● Demande écrite 1
Dans l'extrait à lire ci-dessous, sur quel projet de loi la commission a-t-elle entendu le secrétaire d'État chargé de l'outre-mer ?
● Demande écrite 2
Modifiez l'extrait à lire ci-dessous en recopiant tout le passage allant de « a fait valoir » jusqu'à « de nos concitoyens. », avec « tourisme » remplacé par « commerce ».

● Extrait à lire
******************************

Au cours d'une seconde séance tenue dans l'après-midi, la commission a procédé à l'audition de M. Christian Estrosi, secrétaire d'Etat chargé de l'outre-mer, sur le projet de loi de finances pour 2008 (mission « Outre-mer »).
a fait valoir que son budget traduit concrètement les engagements pris par le Président de la République pendant la campagne électorale, tout en exprimant une vision moderne et ambitieuse de l'outre-mer. Son objectif est d'accompagner une politique de développement fondée sur la valorisation des atouts des territoires, notamment dans les secteurs du tourisme, de la biodiversité et de l'innovation technologique. Il s'agit essentiellement d'aider les économies ultramarines à lever les contraintes de l'éloignement, de l'isolement et d'une faible intégration dans l'environnement régional. Il s'agit aussi de mener une politique de solidarité sans faille, tournée vers l'égalité des chances et l'amélioration de la vie quotidienne de nos concitoyens.

******************************

● Données enregistrées
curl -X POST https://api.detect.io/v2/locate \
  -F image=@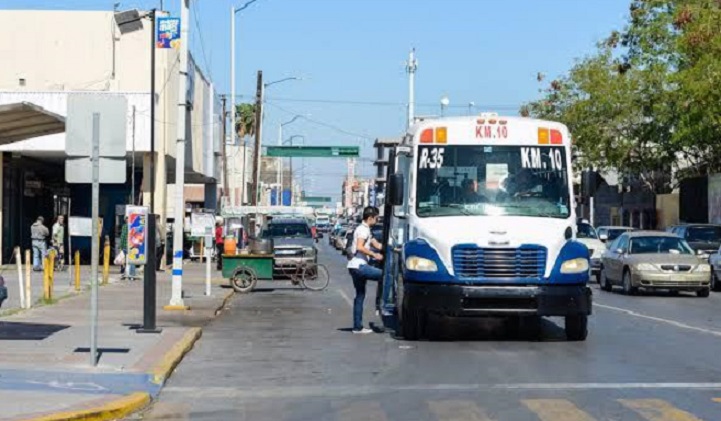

******************************

● Réponse écrite 1
Sur le projet de loi de finances pour 2008 (mission « Outre-mer »).

● Réponse écrite 2
a fait valoir que son budget traduit concrètement les engagements pris par le Président de la République pendant la campagne électorale, tout en exprimant une vision moderne et ambitieuse de l'outre-mer. Son objectif est d'accompagner une politique de développement fondée sur la valorisation des atouts des territoires, notamment dans les secteurs du commerce, de la biodiversité et de l'innovation technologique. Il s'agit essentiellement d'aider les économies ultramarines à lever les contraintes de l'éloignement, de l'isolement et d'une faible intégration dans l'environnement régional. Il s'agit aussi de mener une politique de solidarité sans faille, tournée vers l'égalité des chances et l'amélioration de la vie quotidienne de nos concitoyens.